- WHAT TO WORK ON: Write out the stretch of the records from the line containing "pin: the wall" through the end of the records, word for word, and leave the pictures out of your answer.

- INPUT FOR THIS TASK:

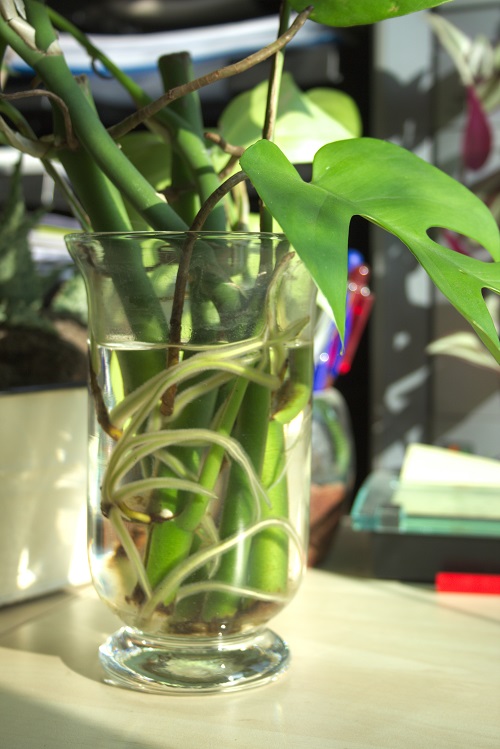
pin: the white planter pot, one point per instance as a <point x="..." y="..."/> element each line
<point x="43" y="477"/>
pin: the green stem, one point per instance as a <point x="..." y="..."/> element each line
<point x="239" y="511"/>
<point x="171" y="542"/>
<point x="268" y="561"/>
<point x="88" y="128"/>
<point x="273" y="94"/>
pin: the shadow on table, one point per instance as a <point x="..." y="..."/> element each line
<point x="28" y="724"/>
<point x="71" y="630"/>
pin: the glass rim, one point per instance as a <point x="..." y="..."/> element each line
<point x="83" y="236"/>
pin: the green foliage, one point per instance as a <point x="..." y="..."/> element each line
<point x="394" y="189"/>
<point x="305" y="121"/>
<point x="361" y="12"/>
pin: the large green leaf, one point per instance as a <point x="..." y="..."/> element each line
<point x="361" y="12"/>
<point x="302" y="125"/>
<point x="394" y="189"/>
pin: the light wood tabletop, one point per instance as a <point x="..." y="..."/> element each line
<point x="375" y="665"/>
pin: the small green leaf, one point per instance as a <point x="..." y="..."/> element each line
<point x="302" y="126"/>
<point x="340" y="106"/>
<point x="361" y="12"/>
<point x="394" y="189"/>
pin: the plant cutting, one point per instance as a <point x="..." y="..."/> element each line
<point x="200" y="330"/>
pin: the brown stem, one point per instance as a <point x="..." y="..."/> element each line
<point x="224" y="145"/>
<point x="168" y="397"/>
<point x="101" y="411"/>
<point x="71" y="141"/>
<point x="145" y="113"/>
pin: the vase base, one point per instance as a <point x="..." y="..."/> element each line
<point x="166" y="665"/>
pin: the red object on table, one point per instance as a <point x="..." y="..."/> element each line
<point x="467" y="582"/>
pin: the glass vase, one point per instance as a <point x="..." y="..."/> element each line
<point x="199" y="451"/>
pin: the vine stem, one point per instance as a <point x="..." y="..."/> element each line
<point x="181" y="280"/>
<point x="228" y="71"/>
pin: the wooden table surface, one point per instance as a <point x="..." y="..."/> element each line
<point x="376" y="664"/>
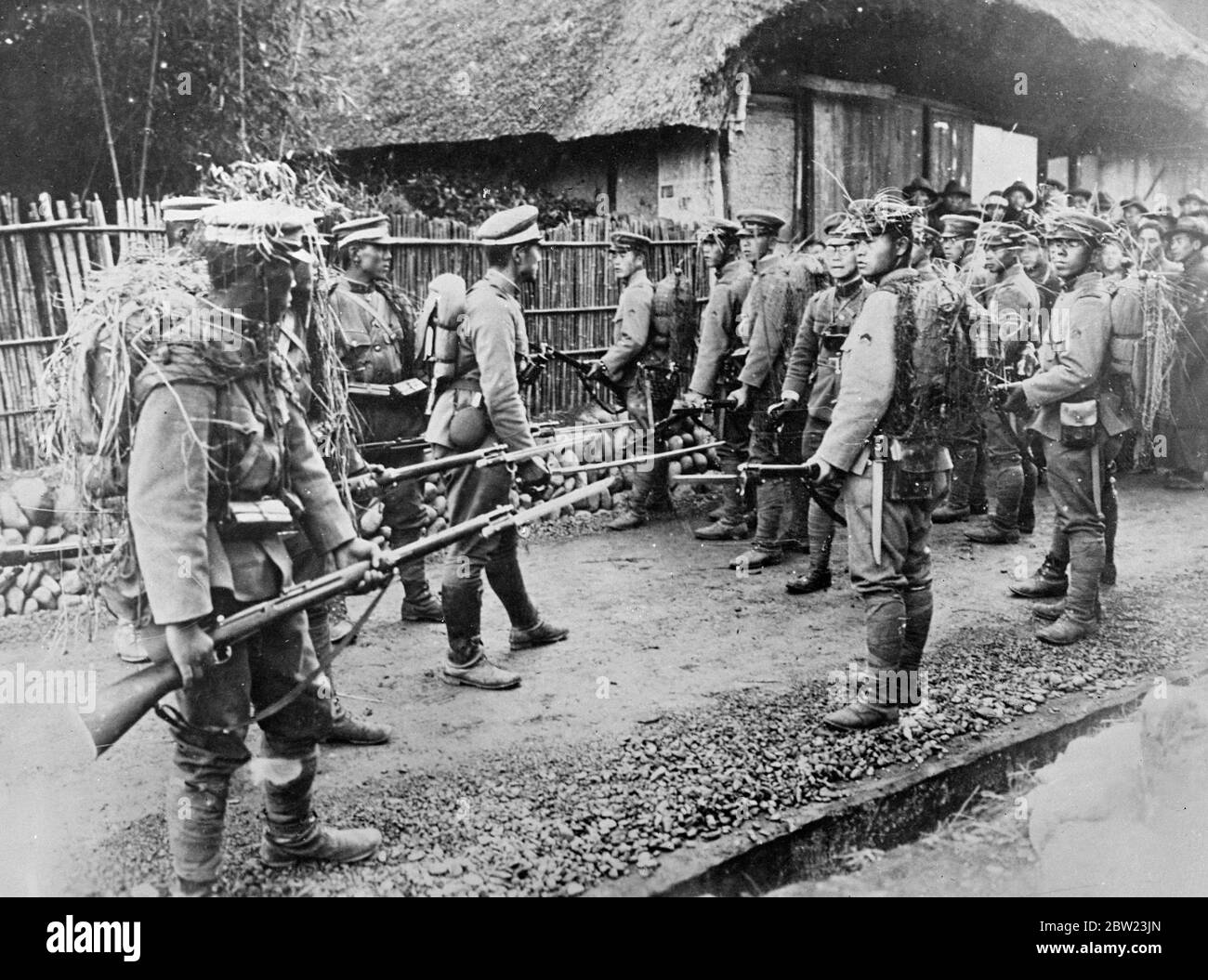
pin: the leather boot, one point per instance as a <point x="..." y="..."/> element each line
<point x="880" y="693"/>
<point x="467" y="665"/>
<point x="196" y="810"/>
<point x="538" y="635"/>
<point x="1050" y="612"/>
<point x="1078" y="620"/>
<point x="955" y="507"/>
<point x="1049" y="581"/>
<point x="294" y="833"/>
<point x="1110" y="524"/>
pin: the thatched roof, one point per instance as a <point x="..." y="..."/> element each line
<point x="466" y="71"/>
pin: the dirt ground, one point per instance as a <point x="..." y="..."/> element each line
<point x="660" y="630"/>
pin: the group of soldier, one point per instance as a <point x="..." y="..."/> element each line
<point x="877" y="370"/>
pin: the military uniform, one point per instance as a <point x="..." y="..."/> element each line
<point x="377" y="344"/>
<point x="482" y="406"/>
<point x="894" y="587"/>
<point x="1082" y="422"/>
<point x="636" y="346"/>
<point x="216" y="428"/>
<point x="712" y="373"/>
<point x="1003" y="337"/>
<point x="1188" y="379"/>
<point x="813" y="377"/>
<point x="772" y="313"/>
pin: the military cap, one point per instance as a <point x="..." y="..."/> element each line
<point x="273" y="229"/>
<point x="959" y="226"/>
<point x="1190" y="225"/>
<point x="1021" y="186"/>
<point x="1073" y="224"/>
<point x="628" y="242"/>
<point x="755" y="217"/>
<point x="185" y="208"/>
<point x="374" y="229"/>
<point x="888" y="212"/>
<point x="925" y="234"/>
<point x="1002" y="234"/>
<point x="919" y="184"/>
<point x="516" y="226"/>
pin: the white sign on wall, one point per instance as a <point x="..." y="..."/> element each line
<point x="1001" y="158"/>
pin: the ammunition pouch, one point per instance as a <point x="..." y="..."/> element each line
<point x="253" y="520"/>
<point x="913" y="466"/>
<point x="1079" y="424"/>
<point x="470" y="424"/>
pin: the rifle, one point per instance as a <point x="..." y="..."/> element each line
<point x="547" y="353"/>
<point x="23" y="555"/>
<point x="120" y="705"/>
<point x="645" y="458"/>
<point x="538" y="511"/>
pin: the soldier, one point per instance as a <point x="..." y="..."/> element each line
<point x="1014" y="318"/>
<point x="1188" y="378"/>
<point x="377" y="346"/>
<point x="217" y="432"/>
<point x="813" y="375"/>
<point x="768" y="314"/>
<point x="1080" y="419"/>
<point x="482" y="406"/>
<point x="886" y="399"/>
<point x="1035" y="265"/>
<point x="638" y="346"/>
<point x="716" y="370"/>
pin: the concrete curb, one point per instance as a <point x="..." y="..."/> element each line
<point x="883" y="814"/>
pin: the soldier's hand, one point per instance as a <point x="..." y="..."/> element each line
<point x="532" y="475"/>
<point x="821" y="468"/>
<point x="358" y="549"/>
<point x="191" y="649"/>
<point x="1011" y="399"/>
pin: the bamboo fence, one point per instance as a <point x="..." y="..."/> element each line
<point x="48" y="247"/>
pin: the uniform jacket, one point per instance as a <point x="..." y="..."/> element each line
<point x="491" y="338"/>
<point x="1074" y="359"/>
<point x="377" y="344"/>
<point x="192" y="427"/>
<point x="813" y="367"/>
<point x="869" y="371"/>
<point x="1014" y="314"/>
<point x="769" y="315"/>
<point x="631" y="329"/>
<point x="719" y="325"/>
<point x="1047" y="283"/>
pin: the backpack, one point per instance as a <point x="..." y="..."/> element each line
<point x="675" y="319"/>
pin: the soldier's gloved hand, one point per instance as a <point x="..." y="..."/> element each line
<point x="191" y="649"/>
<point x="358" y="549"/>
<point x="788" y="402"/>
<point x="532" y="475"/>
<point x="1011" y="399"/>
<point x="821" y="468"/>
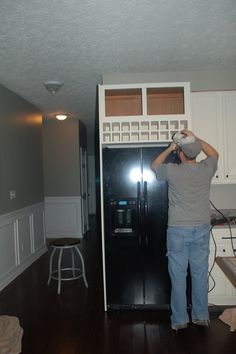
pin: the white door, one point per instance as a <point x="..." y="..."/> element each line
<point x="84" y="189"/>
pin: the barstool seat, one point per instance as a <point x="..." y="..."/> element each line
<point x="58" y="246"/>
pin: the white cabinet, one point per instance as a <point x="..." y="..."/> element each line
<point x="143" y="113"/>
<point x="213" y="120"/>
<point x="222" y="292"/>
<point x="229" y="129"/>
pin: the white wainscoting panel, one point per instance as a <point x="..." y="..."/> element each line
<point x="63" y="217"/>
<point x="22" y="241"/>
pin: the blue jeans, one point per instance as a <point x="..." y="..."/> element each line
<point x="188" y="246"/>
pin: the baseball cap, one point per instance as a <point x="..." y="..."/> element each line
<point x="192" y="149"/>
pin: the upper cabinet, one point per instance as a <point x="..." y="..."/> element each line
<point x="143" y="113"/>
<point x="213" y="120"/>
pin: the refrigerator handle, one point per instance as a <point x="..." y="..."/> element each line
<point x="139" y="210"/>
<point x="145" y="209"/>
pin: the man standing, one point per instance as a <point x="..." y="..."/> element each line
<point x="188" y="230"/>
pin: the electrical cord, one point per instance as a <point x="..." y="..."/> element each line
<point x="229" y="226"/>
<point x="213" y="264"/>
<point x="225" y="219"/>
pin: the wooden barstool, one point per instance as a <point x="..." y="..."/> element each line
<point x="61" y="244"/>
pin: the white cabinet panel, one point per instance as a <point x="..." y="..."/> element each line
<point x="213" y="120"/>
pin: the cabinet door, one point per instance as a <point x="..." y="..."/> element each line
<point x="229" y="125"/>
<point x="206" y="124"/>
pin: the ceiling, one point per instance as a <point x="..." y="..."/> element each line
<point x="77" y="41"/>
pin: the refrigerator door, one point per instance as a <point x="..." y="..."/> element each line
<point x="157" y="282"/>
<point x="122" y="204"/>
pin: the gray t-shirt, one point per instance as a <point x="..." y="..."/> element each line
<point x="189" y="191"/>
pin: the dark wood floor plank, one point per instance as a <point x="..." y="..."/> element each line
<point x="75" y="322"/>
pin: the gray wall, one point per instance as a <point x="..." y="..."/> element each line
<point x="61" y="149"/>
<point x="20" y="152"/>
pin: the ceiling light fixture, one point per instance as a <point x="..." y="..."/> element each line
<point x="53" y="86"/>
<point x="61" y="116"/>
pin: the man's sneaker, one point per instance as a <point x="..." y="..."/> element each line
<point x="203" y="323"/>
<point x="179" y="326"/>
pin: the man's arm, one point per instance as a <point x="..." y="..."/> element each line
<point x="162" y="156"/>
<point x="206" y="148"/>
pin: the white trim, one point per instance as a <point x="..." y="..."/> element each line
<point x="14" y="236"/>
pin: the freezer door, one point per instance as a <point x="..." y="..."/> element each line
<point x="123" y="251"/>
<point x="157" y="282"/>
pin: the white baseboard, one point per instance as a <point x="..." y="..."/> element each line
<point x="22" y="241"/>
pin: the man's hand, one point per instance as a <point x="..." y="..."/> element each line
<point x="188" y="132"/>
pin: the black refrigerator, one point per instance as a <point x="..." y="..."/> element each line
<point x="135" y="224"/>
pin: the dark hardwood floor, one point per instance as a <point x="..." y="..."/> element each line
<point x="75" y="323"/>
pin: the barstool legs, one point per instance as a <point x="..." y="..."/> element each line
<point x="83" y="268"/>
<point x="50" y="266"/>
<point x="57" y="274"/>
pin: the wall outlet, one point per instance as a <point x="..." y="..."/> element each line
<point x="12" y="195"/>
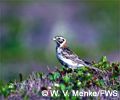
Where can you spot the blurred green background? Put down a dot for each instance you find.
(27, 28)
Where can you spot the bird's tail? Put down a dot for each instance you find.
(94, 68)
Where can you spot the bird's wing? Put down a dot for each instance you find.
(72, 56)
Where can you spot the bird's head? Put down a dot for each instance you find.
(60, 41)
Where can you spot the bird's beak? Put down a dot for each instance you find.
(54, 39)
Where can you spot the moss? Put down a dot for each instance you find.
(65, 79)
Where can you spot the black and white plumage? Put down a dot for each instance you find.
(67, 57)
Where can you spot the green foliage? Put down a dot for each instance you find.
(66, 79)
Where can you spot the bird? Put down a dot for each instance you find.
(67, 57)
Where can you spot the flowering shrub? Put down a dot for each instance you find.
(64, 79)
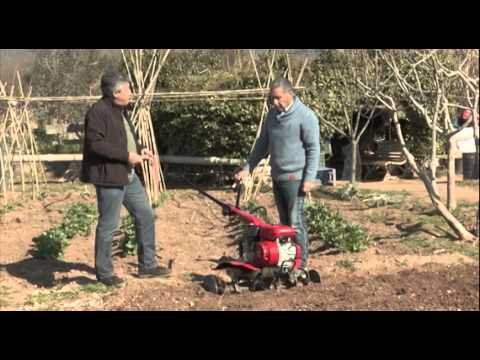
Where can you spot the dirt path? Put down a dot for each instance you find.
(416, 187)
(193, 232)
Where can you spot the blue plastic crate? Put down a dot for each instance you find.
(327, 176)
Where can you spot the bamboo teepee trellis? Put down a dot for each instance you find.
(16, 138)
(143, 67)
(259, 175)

- SOLUTION TO THIS EXERCISE:
pin: the wall outlet, one point per instance as a <point x="..." y="..."/> element each line
<point x="12" y="195"/>
Where can you spot the blurred green background? Put down a dot for each instance you find.
(27, 28)
Where can you spot the bird's tail? Put down a dot for each instance you find.
(94, 68)
Where can you spot the bird's wing? Put down a dot for each instance you find.
(72, 56)
Where can you spot the bird's head? Put down a dot for each instance you find.
(60, 41)
Where can you spot the bird's beak? Put down a dot for each instance you find.
(54, 39)
Where can you spot the moss? Put down a dot for each instance you find.
(65, 79)
Where can you spot the black and white plumage? Put down a dot for each instance you find.
(67, 57)
Where can you spot the green foliage? Put down a dot for each instance you find.
(66, 79)
Where can you spot the bird? Put down a dot for each instance you find.
(67, 57)
Where can you spot the flowering shrub? Put down a dot for each instance you find.
(64, 79)
Where can you spot the dirt path? Put down a dot for each instance you find.
(416, 187)
(193, 232)
Where can you spot the blue plastic crate? Put down a dot for each instance you find.
(327, 176)
Where can you spot the bamboo teepee trellis? Put down a dot for each instance you find.
(16, 138)
(143, 67)
(259, 175)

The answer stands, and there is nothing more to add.